• Required work
1 > According to the Malealea travel post, how many days did the trip around South Africa, Swaziland and Lesotho last?
2 > Duplicate the entries, starting at the line that contains "point: styled hair" and stopping after the line that contains "column 210, row 68".

• Document extract
* * * *
Malealea, Lesotho. Perhaps one of my favorite places on Earth now.
Along with my awesome research partner, Dow, I stayed at a fantastic little lodge (Malealea Lodge) surrounded by rolling prairie and majestic peaks. Our stay capped off a whirlwind 10 days around South Africa, Swaziland and Lesotho, collecting data in support of a new Pact initiative focused on livelihoods.
Malealea Lodge’s own website puts the place into words better than I can:
“Lesotho is a world without fences. Breathtaking scenery abounds and every season has unique attractions. Malealea is situated in a remote part of Western Lesotho that is breathtaking in its beauty. This is a chance to experience traditional Basotho life.”
There is an on-sight coffee shop, from where you can sip delicious cafe and take in the breathtaking surroundings.
The lodge grounds are full of wildlife, including numerous species of birds and insects.
A parabolic solar cooker, heating a kettle of water for coffee. Pretty simple and amazing stuff. These are becoming more and more common throughout Africa as an inexpensive and sustainable alternative to cooking with wood and coal.
* * * *
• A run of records

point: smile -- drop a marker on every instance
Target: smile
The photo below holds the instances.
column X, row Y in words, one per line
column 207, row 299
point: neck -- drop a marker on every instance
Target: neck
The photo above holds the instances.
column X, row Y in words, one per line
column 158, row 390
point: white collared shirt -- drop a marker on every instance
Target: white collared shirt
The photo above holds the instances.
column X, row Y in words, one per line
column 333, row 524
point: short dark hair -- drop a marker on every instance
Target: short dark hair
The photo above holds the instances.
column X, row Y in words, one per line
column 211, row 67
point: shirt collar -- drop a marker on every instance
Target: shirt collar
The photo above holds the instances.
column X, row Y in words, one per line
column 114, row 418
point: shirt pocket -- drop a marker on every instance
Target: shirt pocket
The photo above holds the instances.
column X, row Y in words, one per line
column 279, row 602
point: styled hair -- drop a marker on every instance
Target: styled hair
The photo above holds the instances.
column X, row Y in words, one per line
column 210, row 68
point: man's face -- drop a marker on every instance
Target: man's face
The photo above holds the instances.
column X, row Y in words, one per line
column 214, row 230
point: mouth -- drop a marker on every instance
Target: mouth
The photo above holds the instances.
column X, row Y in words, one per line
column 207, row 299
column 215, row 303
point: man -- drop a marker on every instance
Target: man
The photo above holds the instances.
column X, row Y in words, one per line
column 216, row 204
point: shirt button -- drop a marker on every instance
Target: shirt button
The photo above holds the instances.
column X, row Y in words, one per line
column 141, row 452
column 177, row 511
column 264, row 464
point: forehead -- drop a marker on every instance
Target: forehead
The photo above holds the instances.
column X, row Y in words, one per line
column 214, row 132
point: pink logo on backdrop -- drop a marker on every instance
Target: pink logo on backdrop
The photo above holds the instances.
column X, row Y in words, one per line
* * * *
• Solutions by task
1 > The trip lasted 10 days.

2 >
point: styled hair -- drop a marker on every instance
Target: styled hair
The photo above holds the instances.
column X, row Y in words, one per line
column 210, row 68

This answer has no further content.